(What you are asked to do): Could you write out all the records once more, exactly?

:: Extracted entries

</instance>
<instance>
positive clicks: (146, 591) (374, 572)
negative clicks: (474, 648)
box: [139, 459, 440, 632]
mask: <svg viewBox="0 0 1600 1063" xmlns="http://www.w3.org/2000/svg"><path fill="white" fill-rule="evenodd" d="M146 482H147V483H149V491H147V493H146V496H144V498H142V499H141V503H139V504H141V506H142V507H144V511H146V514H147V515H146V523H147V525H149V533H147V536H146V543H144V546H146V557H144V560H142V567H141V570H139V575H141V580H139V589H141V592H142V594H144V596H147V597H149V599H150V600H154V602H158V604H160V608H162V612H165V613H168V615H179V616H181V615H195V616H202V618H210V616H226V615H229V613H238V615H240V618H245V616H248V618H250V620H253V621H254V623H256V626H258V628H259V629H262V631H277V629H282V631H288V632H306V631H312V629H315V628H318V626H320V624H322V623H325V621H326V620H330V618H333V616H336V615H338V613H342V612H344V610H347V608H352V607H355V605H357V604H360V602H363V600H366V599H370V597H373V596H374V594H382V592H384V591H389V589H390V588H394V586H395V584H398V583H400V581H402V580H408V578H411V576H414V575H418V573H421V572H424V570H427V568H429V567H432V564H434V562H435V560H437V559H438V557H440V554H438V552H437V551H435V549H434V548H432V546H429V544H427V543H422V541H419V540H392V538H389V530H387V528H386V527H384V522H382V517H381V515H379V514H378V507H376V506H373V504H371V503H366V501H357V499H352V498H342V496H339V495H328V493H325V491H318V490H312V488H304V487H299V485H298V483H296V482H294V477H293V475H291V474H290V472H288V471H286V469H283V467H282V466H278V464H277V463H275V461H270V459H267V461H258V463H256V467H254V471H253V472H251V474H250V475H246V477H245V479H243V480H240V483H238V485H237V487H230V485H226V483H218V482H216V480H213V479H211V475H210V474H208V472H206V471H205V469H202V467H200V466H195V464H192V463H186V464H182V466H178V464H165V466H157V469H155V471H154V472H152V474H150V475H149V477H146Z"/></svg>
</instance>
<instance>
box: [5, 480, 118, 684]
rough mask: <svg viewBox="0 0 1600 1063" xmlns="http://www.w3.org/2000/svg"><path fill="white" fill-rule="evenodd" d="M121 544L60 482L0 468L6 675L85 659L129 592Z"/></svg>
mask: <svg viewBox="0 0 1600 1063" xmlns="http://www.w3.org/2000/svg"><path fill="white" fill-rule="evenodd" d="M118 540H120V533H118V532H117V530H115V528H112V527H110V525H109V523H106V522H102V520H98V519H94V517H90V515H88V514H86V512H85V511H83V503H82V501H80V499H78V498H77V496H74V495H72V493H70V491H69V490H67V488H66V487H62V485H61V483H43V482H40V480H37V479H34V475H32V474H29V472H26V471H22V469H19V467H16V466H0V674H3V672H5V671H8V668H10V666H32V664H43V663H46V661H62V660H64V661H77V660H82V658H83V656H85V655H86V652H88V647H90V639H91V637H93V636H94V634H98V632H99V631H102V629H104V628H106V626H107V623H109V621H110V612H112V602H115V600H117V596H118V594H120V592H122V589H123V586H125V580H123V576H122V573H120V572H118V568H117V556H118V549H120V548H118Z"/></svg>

::::

(Task answer):
</instance>
<instance>
positive clicks: (146, 591) (374, 572)
negative clicks: (474, 648)
box: [139, 459, 440, 632]
mask: <svg viewBox="0 0 1600 1063" xmlns="http://www.w3.org/2000/svg"><path fill="white" fill-rule="evenodd" d="M146 482H147V483H149V491H147V493H146V496H144V498H142V499H141V503H139V504H141V506H142V507H144V511H146V514H147V515H146V523H147V525H149V533H147V536H146V543H144V546H146V557H144V560H142V567H141V570H139V575H141V580H139V589H141V592H142V594H144V596H147V597H149V599H150V600H154V602H158V604H160V608H162V612H165V613H168V615H179V616H181V615H195V616H202V618H210V616H226V615H229V613H238V615H240V618H245V616H248V618H250V620H253V621H254V623H256V626H258V628H259V629H262V631H277V629H282V631H288V632H306V631H312V629H315V628H318V626H320V624H322V623H325V621H326V620H330V618H333V616H336V615H338V613H342V612H344V610H347V608H352V607H355V605H357V604H360V602H363V600H366V599H370V597H373V596H374V594H382V592H384V591H389V589H390V588H394V586H395V584H398V583H400V581H402V580H408V578H411V576H414V575H418V573H421V572H424V570H427V568H429V567H432V564H434V562H435V560H437V559H438V557H440V554H438V552H437V551H435V549H434V548H432V546H429V544H427V543H422V541H419V540H392V538H389V530H387V528H386V527H384V522H382V517H381V515H379V514H378V507H376V506H373V504H371V503H366V501H357V499H352V498H342V496H339V495H328V493H325V491H318V490H312V488H304V487H299V485H298V483H296V482H294V477H293V475H291V474H290V472H288V471H286V469H283V467H282V466H278V464H277V463H275V461H270V459H267V461H258V463H256V467H254V471H253V472H251V474H250V475H246V477H245V479H243V480H240V483H238V485H237V487H230V485H226V483H218V482H216V480H213V479H211V475H210V474H208V472H206V471H205V469H202V467H200V466H195V464H192V463H186V464H182V466H178V464H165V466H157V469H155V471H154V472H152V474H150V475H149V477H146Z"/></svg>
</instance>
<instance>
box: [5, 480, 118, 684]
rough mask: <svg viewBox="0 0 1600 1063" xmlns="http://www.w3.org/2000/svg"><path fill="white" fill-rule="evenodd" d="M121 544L60 482L0 468L6 675L85 659L129 592Z"/></svg>
mask: <svg viewBox="0 0 1600 1063" xmlns="http://www.w3.org/2000/svg"><path fill="white" fill-rule="evenodd" d="M118 540H120V533H118V532H117V530H115V528H112V527H110V525H109V523H106V522H102V520H98V519H94V517H90V515H88V514H86V512H85V511H83V503H82V501H80V499H78V498H77V496H74V495H72V493H70V491H69V490H67V488H66V487H62V485H61V483H43V482H40V480H37V479H34V475H32V474H29V472H26V471H22V469H19V467H16V466H0V674H3V672H5V671H8V668H10V666H32V664H43V663H46V661H62V660H64V661H77V660H82V658H83V656H85V655H86V652H88V647H90V639H91V637H93V636H94V634H98V632H99V631H102V629H104V628H106V626H107V623H109V621H110V612H112V602H115V600H117V596H118V594H120V592H122V589H123V586H125V580H123V576H122V573H120V572H118V568H117V556H118V549H120V548H118Z"/></svg>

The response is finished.